§ Given instruction A
According to the lifeguard surveillance text, who responds to an emergency in the overlapping areas of primary zones under zoned total coverage?
§ Given instruction B
Reproduce the part of the lifeguard surveillance text that begins at "Some general techniques" and ends after "waterfront swimming area.", substituting "roaming guard" for "rover".
§ Given instruction C
Summarize the lifeguard surveillance text in two sentences.

## Start Page text

In contrast, waterparks have isolated catch pools and flumes; winding rivers of slowly moving water; play areas with sprays, fountains, and other obstructions; and wave pools with zero-depth entrances and crowded wave zones. With the exception of winding rivers and wave pools (usually handled with zone coverage), each of these areas is supervised by a single lifeguard who provides total coverage. In some cases, the lifeguard is positioned in a catch pool or next to the flumes of a speed slide to assist participants as they exit.

Swimming Pools

Swimming pools provide an environment that necessitates effective scanning. Hundreds of participants of differing abilities crowd into the water to enjoy various water-based activities (e.g., swimming, diving, water polo, cooling off and splashing around, etc.). When you factor in the slippery decks, shallow water, deep water, diving boards and play structures, adventurous preschoolers, underwater swimmers, etc., there are literally millions of ways for people to hurt themselves and others in a swimming pool. Through surveillance, rule enforcement, and emergency response, lifeguards prevent injuries and save many lives.

Zoned Total Coverage

Although some promote zone coverage for swimming pool surveillance, true zone coverage is really meant for environments where a single lifeguard cannot see from one end of the total swimming area to the other. The entire area must be divided with overlapping coverage so that the entire area is supervised.

Swimming pools small enough to use total coverage (i.e., a single lifeguard watching the entire pool) during times of low attendance should use a hybrid of zone and total coverage called zoned total coverage during times of high activity when two or more lifeguards are stationed.

Zoned total coverage

Zoned total coverage

Zoned total coverage is a surveillance strategy for swimming pools that combines the elements of classic zone coverage and total coverage. Assigned lifeguards survey the entire pool area or as much of it as they can see (total coverage) while focusing primary attention on the zone nearest them (zone coverage). This creates primary, secondary (overlapping areas) and tertiary areas of the pool to include in each scan.

In each primary zone, the assigned lifeguard actively enforces rules and responds to emergencies. In overlapping areas of primary zones (secondary zones), the assigned lifeguards provide the same level of surveillance but defer emergency response to the lifeguard that recognizes the emergency first and activates the emergency action plan.

The entire pool outside the primary and secondary zones should also be included in each lifeguard’s scan, but this is mainly to detect hazards the primary lifeguard cannot easily see. Rule violations can be enforced by any lifeguard, but emergencies detected outside the primary and secondary zones should be pointed out to the primary lifeguard for response.

Improving Environment-Specific Scanning

Some general techniques for improving lifeguard surveillance include adding lifeguards to reduce the area and/or number of individuals being supervised; repositioning lifeguard stations to be closer to the public and to minimize blind spots and glare; and designating the most appropriate rotation schedule.

  • Adding Lifeguards. Lifeguard can be assigned as a rover along the beach, throughout the waterpark, or around the perimeter of the swimming pool, wave pool, or winding river. In addition, lifeguard can be positioned opposite existing stations at a pool, in the surf zone in the ocean or a wave pool, or in a  boat at the outer edge of a waterfront swimming area.
  • Repositioning the Lifeguard Station. To improve visibility, lifeguard stations can be moved or lifeguards can patrol on foot.
  • The Most Appropriate Rotation Schedule. The right number of lifeguards must be deployed and rotated at an appropriate interval. Having too many or too few lifeguards deployed and/or keeping them in one station too long can lead to lapses in coverage.

## End Page text
## Start Dataset excerpts

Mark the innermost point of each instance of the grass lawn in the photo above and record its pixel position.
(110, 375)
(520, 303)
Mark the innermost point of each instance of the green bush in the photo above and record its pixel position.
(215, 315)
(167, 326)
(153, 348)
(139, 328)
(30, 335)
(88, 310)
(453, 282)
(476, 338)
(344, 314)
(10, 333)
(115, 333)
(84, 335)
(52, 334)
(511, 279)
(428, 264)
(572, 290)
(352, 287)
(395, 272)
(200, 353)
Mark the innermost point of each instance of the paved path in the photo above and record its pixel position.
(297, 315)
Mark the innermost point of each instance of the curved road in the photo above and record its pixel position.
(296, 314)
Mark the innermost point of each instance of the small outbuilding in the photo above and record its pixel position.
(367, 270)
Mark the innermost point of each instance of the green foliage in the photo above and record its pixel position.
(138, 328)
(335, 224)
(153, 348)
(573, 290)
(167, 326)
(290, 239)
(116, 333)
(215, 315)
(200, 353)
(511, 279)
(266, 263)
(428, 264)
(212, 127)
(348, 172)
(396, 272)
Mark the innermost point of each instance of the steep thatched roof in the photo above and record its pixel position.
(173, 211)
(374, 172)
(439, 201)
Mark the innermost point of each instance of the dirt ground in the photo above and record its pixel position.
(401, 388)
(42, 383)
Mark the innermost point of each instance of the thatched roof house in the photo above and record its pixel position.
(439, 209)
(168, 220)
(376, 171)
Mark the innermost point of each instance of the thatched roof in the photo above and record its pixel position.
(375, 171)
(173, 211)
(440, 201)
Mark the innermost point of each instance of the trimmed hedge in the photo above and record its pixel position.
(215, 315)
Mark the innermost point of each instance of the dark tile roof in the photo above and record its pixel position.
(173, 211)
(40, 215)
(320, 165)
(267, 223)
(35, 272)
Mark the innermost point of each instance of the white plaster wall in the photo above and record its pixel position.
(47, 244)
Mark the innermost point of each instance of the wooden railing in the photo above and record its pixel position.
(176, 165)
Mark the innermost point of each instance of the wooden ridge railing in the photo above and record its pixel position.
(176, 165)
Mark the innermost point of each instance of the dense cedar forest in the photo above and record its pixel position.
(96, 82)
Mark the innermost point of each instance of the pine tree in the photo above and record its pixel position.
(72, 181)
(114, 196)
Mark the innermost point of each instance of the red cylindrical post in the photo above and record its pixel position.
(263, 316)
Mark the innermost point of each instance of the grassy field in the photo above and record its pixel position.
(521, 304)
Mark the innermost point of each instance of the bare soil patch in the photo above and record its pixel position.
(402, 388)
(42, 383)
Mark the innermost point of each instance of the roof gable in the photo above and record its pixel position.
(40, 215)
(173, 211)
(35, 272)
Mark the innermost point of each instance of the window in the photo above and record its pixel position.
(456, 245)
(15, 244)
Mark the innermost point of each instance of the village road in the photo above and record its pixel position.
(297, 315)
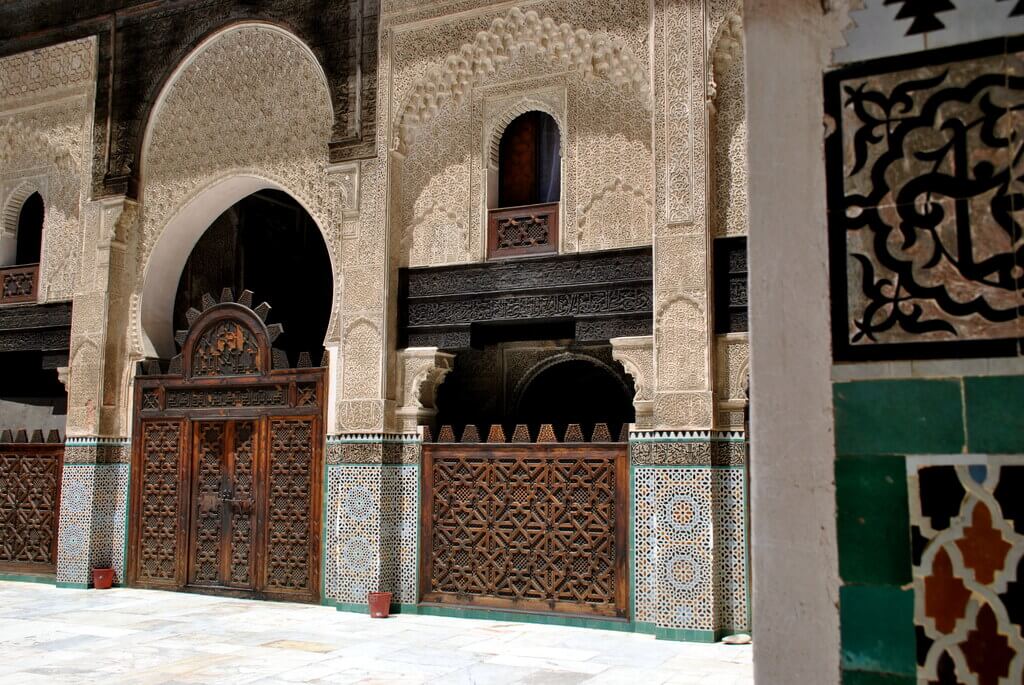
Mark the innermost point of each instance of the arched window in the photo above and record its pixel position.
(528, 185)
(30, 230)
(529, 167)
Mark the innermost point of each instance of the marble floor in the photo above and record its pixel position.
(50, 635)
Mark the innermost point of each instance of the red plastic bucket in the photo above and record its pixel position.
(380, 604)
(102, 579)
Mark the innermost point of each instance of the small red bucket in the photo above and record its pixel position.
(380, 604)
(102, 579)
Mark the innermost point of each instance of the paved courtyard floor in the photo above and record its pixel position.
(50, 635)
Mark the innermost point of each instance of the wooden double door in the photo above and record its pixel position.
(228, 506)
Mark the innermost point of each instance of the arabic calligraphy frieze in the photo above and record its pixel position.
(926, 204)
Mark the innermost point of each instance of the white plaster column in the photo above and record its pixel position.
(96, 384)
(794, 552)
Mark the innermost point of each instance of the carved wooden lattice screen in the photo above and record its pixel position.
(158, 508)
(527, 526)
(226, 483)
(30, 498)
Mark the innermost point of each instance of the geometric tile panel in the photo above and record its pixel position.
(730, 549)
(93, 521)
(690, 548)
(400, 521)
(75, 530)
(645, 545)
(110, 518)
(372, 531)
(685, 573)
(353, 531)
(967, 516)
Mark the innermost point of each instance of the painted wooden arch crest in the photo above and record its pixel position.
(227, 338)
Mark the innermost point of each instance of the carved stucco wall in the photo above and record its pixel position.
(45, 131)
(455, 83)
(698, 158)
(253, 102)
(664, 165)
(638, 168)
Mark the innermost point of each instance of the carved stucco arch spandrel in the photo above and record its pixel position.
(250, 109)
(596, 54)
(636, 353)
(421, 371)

## End Dataset excerpts

§ Task output A
The lifeguard who recognizes the emergency first and activates the emergency action plan.

§ Task output B
Some general techniques for improving lifeguard surveillance include adding lifeguards to reduce the area and/or number of individuals being supervised; repositioning lifeguard stations to be closer to the public and to minimize blind spots and glare; and designating the most appropriate rotation schedule.

  • Adding Lifeguards. Lifeguard can be assigned as a roaming guard along the beach, throughout the waterpark, or around the perimeter of the swimming pool, wave pool, or winding river. In addition, lifeguard can be positioned opposite existing stations at a pool, in the surf zone in the ocean or a wave pool, or in a  boat at the outer edge of a waterfront swimming area.

§ Task output C
Swimming pools that use total coverage at low attendance should switch to zoned total coverage when two or more lifeguards are stationed at times of high activity. Under this approach, each lifeguard scans the whole pool but focuses on the nearest zone, and surveillance can be improved further by adding lifeguards, repositioning stations, and choosing an appropriate rotation schedule.